------ Given data ------
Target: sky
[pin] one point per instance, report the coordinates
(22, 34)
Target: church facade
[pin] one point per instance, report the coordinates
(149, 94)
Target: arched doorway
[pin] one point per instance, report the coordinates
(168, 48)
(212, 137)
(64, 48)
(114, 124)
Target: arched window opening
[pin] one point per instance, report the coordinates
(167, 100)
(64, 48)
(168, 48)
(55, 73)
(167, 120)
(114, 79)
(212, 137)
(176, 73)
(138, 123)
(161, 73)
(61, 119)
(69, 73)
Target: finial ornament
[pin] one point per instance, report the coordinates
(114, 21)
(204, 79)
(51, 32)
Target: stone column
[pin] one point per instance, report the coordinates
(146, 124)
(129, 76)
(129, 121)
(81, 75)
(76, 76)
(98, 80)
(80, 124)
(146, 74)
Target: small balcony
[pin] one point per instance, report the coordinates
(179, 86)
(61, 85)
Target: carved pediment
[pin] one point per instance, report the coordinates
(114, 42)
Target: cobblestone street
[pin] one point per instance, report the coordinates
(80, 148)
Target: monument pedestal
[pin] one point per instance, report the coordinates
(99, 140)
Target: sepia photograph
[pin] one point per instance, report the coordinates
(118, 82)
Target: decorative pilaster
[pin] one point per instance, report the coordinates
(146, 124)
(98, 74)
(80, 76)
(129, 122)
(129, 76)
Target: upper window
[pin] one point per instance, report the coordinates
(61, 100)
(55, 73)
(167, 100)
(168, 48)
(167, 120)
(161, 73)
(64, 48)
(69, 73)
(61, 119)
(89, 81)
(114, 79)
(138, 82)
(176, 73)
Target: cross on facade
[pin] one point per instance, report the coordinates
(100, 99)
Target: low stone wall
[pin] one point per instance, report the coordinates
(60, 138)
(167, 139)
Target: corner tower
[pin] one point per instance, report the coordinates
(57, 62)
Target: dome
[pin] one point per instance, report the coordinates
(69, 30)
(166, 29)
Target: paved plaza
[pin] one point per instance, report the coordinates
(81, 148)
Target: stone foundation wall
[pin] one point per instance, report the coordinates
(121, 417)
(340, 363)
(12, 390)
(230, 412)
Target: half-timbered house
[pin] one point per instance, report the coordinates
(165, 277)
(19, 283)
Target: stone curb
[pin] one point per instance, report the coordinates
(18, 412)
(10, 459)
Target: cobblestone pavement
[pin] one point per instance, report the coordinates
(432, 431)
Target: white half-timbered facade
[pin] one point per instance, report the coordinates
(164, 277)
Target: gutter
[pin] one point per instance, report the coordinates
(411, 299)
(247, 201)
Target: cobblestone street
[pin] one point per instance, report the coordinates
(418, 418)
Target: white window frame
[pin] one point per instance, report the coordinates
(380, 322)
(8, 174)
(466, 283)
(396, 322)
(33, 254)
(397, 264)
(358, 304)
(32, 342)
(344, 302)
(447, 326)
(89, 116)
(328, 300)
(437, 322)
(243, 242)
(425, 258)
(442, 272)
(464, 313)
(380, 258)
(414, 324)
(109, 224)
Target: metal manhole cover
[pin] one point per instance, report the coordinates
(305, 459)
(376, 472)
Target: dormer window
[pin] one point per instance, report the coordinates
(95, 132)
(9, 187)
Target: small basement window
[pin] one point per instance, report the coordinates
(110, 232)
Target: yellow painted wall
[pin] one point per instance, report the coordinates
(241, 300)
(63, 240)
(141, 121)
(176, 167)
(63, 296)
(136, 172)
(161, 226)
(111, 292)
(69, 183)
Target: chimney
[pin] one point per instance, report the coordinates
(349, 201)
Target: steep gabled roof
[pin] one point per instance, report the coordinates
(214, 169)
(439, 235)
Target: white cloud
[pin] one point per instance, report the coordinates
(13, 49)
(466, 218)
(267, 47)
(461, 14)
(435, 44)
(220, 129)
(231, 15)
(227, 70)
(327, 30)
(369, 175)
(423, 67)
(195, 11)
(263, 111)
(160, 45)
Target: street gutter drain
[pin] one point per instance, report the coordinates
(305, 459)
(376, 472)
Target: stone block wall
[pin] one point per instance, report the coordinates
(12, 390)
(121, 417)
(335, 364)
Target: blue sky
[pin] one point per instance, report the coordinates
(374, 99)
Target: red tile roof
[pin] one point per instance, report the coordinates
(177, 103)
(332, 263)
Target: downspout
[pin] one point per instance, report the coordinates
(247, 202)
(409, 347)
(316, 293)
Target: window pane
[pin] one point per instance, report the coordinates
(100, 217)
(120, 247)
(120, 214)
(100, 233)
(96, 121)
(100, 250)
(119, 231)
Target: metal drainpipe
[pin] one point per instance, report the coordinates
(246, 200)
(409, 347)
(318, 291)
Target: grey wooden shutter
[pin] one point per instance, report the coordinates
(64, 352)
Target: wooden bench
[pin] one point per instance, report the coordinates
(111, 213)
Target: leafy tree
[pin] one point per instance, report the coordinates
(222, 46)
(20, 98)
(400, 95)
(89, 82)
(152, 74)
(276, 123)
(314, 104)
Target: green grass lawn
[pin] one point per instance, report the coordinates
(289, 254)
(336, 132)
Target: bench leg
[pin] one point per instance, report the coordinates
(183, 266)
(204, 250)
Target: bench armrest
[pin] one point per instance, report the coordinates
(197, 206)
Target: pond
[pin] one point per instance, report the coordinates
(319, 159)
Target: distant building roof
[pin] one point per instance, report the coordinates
------
Directions: Each line above that carries the string "small" has to be returned.

Task output:
Target: small balcony
Target: small basement window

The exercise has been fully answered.